BEGIN Provided passage
[Exercises]
[Workspace]
Purpose:
The purpose of this lab is to experiment with designing
custom frequency domain filters, or masks, for filtering coherent
noise.
Activities:
-
Read image $DIP/data/barcode.kdf and display it. Use
operators
User defined and
Display Image.
-
Glyphs:Input/Output:Data Files:
User defined
-
Glyphs:Visualization:Non-Interactive Display:
Display Image
-
Take the forward Fourier transform (scale by 1/sqrt(N)) determine
its log(mag+1) magnitude spectrum and display it. Use
operators
FFT,
Magnitudes, and
Edit Image.
-
Glyphs:Arithmetic:Linear Transforms:
FFT
-
Glyphs:Arithmetic:Complex Operators:
Magnitudes
-
Glyphs:Visualization:Interactive Display:
Edit Image
-
Create the frequency filter image.
-
Move the mouse cursor over the magnitude spectrum of the image to
determine the coordinates of the "stars" (coherent noise).
-
Applying a colormap may help visualize the points this can be found
under the "Options:Colormaps" button in
Edit Image. The "Disjoint"
and "HSV Rings" colormaps are good choices.
-
You can to use the "Print Pixels" option in
Edit Image to verify
the positions of the maximum pixels.
-
Use the
Display Zoom Image option to determine the diameter needed for the
masks.
-
If you want to cheat, coordinates of the "stars" are given at the
end of the lab.
-
Using the operators
Constant,
Circle Image, and
Inset, create
a frequency mask that is the same size as the original image. Note:
the mask should have value "zero" to cancel the "stars", and the rest
of the pixel values should be set to 1. Why? Select and appropriate
diameter for the "zero-out" pattern. When creating the circle image,
use the
Expand and
Display Image operators to verify it.
END Provided passage
● **What is expected**
Answer these questions using the lab on frequency domain filters:
1. Which image file does the lab say to read and display first?
2. Which two colormaps does it call good choices?
3. What value should the mask have at the "stars," and what value should the rest of the pixels have?
BEGIN Records
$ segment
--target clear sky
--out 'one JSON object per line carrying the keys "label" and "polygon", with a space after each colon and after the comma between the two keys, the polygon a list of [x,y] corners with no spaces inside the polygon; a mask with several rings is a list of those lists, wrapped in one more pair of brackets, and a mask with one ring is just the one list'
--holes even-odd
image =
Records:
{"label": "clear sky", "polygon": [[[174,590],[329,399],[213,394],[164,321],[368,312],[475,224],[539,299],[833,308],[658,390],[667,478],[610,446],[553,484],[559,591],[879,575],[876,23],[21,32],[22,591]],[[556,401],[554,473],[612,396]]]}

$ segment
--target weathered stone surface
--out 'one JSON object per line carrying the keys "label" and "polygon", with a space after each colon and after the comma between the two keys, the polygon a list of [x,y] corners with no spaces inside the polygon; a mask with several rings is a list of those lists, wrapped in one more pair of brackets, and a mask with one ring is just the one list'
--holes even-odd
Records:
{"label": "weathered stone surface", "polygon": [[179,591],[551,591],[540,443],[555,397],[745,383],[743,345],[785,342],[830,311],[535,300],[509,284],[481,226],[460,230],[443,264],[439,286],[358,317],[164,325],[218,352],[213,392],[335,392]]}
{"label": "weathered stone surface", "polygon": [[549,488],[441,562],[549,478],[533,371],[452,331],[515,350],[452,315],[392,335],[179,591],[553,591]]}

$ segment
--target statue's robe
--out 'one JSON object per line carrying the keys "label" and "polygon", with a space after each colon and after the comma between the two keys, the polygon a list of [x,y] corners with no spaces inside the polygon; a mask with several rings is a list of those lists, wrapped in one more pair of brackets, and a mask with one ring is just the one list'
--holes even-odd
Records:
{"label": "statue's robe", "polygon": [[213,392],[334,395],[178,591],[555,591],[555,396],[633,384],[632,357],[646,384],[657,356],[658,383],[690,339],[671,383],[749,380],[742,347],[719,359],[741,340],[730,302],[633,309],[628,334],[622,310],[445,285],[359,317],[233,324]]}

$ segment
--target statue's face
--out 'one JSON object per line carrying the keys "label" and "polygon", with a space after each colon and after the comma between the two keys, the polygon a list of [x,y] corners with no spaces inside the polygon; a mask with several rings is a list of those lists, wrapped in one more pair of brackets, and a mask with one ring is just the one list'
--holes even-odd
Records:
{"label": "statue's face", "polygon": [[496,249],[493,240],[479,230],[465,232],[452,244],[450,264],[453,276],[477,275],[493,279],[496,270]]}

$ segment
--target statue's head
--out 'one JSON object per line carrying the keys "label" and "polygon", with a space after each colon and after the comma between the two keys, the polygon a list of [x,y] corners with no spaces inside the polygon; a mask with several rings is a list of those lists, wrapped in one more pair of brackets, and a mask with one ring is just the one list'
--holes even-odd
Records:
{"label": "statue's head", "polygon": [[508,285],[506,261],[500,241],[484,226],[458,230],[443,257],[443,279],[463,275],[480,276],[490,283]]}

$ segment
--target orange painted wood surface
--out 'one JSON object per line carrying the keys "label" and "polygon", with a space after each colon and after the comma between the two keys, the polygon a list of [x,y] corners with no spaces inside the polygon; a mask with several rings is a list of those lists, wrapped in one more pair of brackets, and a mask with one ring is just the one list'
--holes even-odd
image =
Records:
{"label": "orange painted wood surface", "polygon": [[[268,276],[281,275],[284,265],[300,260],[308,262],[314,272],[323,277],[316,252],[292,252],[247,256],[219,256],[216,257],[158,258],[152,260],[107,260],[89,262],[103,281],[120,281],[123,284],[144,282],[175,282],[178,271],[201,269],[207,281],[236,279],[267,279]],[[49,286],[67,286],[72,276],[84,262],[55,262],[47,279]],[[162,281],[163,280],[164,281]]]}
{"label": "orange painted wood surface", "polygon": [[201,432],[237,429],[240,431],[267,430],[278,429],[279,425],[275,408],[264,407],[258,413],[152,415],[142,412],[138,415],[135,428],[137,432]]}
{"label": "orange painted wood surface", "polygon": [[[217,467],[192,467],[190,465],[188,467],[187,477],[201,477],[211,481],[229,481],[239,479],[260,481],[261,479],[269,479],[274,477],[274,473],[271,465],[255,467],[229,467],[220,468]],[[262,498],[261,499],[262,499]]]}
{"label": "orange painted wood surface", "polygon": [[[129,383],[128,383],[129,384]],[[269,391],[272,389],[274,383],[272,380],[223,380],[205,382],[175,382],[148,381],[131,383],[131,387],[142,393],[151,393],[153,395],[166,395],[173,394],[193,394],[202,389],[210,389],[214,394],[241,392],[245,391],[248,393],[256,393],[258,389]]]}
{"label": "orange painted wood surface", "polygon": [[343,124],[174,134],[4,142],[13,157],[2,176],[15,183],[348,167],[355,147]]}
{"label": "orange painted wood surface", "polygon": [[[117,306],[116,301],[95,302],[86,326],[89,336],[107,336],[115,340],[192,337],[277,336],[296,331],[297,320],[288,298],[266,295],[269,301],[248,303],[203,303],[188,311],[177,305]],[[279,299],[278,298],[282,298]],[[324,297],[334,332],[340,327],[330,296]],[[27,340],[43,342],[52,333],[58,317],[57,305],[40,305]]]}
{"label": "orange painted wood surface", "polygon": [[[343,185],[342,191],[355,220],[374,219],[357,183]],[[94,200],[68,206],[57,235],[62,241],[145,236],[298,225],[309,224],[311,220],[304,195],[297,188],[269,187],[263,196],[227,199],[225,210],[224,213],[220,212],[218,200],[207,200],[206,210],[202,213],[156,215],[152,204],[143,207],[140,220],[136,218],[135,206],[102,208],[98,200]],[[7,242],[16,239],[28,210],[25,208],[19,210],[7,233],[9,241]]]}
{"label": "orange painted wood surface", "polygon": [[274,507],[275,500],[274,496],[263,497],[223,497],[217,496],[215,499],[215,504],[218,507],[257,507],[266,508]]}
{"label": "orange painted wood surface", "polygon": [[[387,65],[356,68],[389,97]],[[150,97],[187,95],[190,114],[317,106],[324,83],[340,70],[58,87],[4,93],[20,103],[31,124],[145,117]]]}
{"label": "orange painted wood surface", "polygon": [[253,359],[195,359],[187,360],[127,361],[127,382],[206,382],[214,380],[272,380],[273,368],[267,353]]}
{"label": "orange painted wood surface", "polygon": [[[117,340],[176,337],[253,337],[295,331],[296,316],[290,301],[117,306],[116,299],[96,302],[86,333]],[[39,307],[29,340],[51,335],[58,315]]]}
END Records
● **Complete response**
1. $DIP/data/barcode.kdf
2. "Disjoint" and "HSV Rings"
3. Zero at the "stars," and 1 for the rest of the pixels